**REQUIRED WORK**
A. In the Disciples of Death thread, which spell list with soul-stealing magic can't be taken by someone who has the Elemental Disciple of Death feat?
B. Output the part of the Disciples of Death thread starting with "As a houserule, I'll" and going on through "(Jan 11, 2005)".
C. Carry the forum thread about Disciples of Death forward from where it stops.

**EXCERPT TO READ**
# LOL...Disciples of Death can't steal souls



## John Q. Mayhem (Jan 10, 2005)

I've just noticed that if you take the Elemental Disciple of Death feat, you can't have any Life spell lists...which includes Move Life, the list with soul-stealing magic. Just thought it was amusing...Also, you can't become an Elemental Guardian of Death, because it has no friendly elements. Unsure whether that's on purpose or not. I noticed these when making a high-level EoM(R) necromancer.


----------



## Verequus (Jan 10, 2005)

Actually, there are more elements with no friendly elements - next to Life all of the unifying elements. Furthermore, I have to admit, that I don't like it, that several instances forbid the knowledge of some spell lists - one of the very things I like about the specialisation feats is, that you can become a specialist of everything (except Create ) without sacrifacing knowledge. The other thing, I like, is, that you don't start as a specialist, but grow into one. The above mentioned restriction validates this wonderful idea.

 As a houserule, I'll won't require the ignorance of the opposed elements, next to the addition, that elements without friendly elements need then the knowledge of the opposing one. This allows to become Guardians of Life and Death simultaneously, but you have still to use at least one feat for each element, so it isn't really a concern. Hmm, I see, that no unifying element has an opposing element. In that case, every unifying element has to be known.

 Another discovery, I just made: Earth, Crystal and Metal don't have any opposing elements? Because they don't deal energy damage?


----------



## RangerWickett (Jan 11, 2005)

Location identification items:
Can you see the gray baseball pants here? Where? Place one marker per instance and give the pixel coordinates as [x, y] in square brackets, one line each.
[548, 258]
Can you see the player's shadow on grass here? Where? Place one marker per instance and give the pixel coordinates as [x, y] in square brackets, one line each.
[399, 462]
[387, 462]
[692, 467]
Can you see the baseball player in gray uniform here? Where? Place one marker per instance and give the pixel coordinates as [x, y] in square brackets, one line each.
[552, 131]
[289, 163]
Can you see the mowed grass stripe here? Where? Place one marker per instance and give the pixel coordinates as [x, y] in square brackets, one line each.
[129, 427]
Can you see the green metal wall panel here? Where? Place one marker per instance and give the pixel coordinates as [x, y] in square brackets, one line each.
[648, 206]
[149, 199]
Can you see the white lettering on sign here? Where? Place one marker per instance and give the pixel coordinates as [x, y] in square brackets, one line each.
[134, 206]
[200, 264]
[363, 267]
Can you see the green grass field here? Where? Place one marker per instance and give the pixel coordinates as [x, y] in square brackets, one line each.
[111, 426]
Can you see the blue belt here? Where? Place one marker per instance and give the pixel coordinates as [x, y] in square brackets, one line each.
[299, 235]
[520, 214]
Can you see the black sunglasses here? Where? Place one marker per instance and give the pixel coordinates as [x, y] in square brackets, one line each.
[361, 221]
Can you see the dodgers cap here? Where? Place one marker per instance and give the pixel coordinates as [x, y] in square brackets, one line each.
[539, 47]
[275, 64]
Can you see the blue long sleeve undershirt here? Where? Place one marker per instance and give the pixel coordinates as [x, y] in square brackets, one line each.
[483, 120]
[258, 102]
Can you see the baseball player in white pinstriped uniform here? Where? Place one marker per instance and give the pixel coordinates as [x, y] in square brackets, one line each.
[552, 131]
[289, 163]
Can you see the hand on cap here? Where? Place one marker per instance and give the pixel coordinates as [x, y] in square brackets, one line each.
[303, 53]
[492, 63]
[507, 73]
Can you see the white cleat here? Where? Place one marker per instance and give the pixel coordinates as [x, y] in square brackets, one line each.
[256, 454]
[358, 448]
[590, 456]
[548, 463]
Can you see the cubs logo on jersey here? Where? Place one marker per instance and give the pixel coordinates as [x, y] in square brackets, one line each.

**ANSWERS FOR THIS EXERCISE**
A. Move Life.

B.
As a houserule, I'll won't require the ignorance of the opposed elements, next to the addition, that elements without friendly elements need then the knowledge of the opposing one. This allows to become Guardians of Life and Death simultaneously, but you have still to use at least one feat for each element, so it isn't really a concern. Hmm, I see, that no unifying element has an opposing element. In that case, every unifying element has to be known.

 Another discovery, I just made: Earth, Crystal and Metal don't have any opposing elements? Because they don't deal energy damage?


----------



## RangerWickett (Jan 11, 2005)

C.
Most of the tradition feats in LA are designed mostly for flavor, so in the case of elementalism I was focusing on the classic 4-element system, where oppositions are strong.  But if in your game you're willing to let a mage dabble in opposed magic, there wouldn't be any balance issues that I can see.

Earth, metal, crystal, and nature don't have opposing energy types, true.  It was a bit of a mistake on my part to not fully look at what elements are actually opposed to everything; I knew what flavor I wanted, saw that fire and water opposed each other nicely, and didn't check all the other elements.  Again, though, the goal of the feats was to allow for interesting abilities involving specific elements.  The spell list knowledge prerequisites are mostly there to encourage specific types of characters that are appropriate for the magical tradition of Elemental Guardians.  In which case, earth opposes air and air's friends, water opposes fire and fire's friends, and vice versa.


----------



## John Q. Mayhem (Jan 11, 2005)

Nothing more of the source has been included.